• EXERCISE DIRECTIONS:
Please reproduce, unchanged, the lines of the entries below starting with the line containing "Pass this photo to locate to point out the woman in" and going on through the line containing "x=1034, y=528".

(Coordinate annotation entries)
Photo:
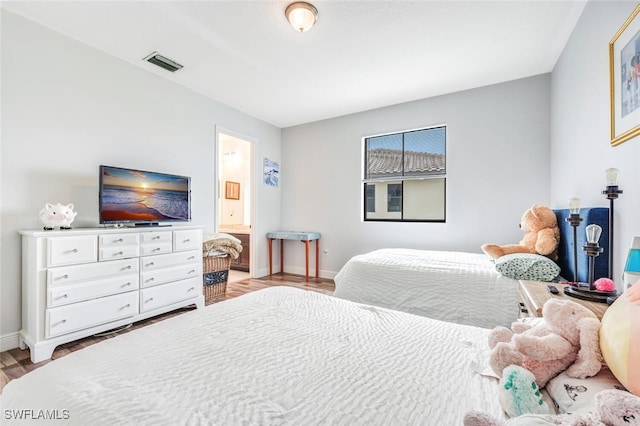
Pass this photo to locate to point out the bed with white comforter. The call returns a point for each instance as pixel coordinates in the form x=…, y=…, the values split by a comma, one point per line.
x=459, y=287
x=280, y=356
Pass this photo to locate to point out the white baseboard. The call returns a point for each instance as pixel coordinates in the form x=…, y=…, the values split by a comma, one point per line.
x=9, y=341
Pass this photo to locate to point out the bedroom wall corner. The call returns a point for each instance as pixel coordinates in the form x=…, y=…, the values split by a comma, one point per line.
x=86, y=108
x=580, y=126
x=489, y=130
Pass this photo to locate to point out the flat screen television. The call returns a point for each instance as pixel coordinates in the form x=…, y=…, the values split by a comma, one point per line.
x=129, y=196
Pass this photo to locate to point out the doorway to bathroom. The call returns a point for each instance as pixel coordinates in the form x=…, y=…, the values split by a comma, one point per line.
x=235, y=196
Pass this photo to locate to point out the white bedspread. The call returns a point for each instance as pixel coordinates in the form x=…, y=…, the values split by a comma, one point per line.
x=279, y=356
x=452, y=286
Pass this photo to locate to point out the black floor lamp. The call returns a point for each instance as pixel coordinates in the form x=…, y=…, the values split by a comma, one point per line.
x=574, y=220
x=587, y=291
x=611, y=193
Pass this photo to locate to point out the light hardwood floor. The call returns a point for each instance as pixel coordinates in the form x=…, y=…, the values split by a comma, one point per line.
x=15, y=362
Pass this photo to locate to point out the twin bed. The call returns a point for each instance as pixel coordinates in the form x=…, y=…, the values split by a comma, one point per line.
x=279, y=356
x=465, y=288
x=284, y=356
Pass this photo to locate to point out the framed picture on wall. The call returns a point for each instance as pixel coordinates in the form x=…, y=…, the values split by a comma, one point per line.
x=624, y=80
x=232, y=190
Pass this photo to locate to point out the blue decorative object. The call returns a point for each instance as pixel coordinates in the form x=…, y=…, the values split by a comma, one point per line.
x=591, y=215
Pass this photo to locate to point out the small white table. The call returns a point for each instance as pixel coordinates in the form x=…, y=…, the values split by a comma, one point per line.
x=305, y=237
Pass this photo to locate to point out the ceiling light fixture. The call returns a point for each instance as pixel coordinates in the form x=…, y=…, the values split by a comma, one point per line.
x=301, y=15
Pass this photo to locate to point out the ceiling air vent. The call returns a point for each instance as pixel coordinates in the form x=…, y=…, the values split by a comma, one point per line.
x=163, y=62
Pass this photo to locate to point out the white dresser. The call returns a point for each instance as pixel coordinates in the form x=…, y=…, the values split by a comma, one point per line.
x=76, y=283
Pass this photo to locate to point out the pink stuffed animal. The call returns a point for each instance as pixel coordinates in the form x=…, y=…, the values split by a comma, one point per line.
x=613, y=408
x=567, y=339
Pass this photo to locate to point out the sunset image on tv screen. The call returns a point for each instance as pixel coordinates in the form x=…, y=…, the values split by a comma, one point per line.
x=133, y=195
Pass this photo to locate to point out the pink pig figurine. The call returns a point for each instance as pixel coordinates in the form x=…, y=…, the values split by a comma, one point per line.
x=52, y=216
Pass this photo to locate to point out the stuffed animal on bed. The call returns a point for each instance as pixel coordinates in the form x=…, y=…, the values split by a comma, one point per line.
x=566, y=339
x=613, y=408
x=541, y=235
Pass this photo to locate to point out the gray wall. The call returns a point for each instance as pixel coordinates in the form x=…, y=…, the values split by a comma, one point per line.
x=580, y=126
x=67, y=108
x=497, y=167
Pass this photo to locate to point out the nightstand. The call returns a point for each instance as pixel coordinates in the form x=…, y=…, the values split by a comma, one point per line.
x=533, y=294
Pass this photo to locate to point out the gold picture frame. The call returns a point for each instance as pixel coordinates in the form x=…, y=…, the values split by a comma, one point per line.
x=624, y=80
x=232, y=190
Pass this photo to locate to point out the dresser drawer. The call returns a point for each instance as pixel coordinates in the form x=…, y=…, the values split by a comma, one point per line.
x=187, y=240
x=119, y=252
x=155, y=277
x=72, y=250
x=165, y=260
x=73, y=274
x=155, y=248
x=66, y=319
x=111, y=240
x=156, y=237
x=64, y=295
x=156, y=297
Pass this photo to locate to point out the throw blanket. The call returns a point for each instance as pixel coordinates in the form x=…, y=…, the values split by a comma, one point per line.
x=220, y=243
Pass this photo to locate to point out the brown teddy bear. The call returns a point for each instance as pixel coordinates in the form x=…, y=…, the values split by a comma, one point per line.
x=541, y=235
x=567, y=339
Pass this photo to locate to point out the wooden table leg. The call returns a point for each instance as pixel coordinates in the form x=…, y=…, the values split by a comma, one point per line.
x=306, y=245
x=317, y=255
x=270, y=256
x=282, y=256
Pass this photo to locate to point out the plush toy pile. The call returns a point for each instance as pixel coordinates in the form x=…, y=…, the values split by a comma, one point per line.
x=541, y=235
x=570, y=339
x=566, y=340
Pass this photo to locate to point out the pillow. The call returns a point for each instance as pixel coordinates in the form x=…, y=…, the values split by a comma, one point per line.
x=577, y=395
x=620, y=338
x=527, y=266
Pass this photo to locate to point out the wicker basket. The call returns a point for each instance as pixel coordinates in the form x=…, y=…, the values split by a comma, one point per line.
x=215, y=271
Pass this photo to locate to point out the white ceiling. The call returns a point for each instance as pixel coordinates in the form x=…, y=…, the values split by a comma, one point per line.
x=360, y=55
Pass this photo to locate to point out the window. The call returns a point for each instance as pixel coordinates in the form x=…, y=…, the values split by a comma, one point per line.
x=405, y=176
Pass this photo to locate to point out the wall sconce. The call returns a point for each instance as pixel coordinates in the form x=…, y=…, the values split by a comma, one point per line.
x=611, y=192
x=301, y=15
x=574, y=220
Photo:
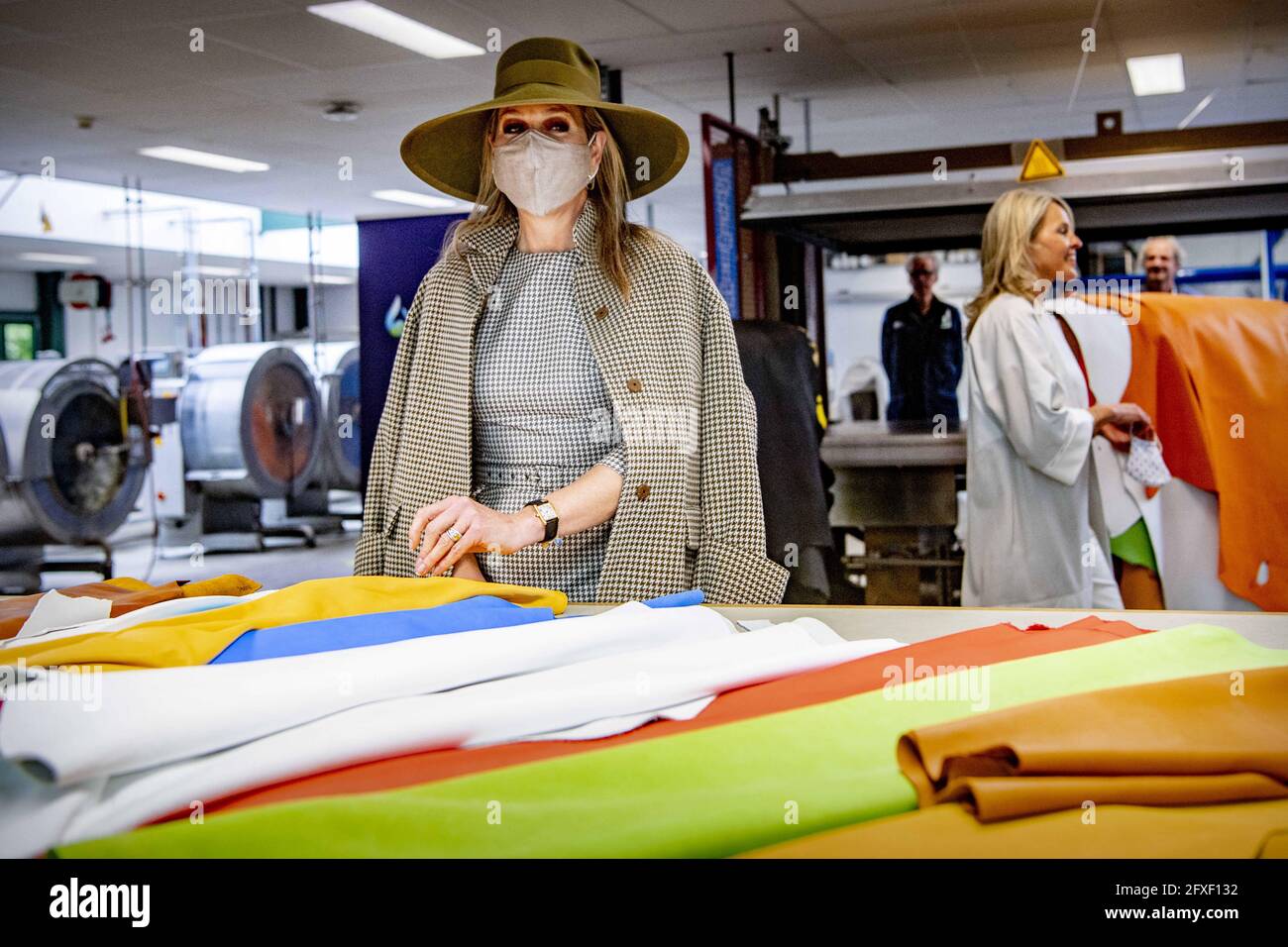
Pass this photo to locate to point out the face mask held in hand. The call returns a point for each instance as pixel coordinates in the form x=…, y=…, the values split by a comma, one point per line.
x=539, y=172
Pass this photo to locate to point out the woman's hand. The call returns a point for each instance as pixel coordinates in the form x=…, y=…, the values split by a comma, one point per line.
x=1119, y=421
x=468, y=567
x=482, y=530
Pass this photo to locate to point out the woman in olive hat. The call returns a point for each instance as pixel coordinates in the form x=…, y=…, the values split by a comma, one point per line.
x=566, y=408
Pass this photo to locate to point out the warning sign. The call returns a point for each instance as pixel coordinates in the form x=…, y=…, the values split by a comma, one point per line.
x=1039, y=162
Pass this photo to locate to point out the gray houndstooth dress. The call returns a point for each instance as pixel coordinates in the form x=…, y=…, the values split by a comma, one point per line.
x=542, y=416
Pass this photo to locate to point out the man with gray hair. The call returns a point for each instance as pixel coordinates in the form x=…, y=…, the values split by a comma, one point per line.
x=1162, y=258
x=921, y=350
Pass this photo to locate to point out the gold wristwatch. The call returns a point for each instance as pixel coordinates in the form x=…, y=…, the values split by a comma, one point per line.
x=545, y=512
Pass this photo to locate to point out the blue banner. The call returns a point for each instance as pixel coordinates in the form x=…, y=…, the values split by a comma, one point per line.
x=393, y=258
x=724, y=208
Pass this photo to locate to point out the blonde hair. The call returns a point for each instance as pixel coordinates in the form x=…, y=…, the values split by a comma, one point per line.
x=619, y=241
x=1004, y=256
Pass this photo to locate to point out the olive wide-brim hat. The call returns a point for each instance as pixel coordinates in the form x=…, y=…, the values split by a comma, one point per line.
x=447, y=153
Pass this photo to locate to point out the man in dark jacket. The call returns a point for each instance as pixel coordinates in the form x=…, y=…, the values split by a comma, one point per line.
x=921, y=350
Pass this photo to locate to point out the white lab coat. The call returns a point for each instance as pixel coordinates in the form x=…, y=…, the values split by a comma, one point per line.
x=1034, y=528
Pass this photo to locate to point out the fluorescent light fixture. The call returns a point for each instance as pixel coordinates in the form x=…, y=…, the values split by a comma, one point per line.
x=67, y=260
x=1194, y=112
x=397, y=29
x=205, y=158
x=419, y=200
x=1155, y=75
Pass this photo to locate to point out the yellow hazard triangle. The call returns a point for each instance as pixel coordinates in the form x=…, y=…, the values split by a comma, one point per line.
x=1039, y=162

• ANSWER:
Pass this photo to locate to point out the woman in olive hat. The call returns a point for each instance as pixel coordinates in the form x=…, y=…, the values split by a comma, one point per line.
x=566, y=408
Pass this photo to locate to point out the warning sign. The call returns a point for each instance as pixel coordinates in the form x=…, y=…, the values split by a comma, one point per line.
x=1039, y=162
Pass this photo to locate to point out the gray houndstooth dress. The call returns a point for each instance as pixel coordinates in the form x=…, y=…, the values split by a comma, one point per line.
x=542, y=416
Pass this photo to locate to point out the man with gray hair. The call returns a point for each instance as pixel coordinates in the form x=…, y=…, the values split by a comma, one point per line.
x=1162, y=258
x=921, y=350
Pass this photo to locate to point out the gold wristwatch. The call returns a point for each instance as pixel coordinates in the form x=…, y=…, the values split by a comma, one point per line.
x=545, y=512
Pass this photo to locate to point out the blue banner. The call returns a point for each instance as pixel coordinates in the form x=…, y=…, the values split by a comma, one point per line.
x=393, y=258
x=724, y=208
Pass this photo to locate to point out the blonde hair. The call returns a point for each instance as pixel coordinates in the form x=…, y=…, the values split by a comma, one point per line.
x=619, y=241
x=1004, y=256
Pass this photo to locate to point out the olive wide-brim hat. The call returns a point for each instance as pixel coordinates in the form x=…, y=…, the values split by a comma, one point per line.
x=447, y=153
Pass this photo to locate to point out the man in dark jacket. The call returns a point for each instance as pixel coordinates in the form x=…, y=…, the values split by a comma, one point per line.
x=921, y=350
Pass this photo to locate to point out the white lab coat. The call returns a point for each instance as pixel coordinates in the form x=…, y=…, the values split by a comma, one point per line.
x=1034, y=528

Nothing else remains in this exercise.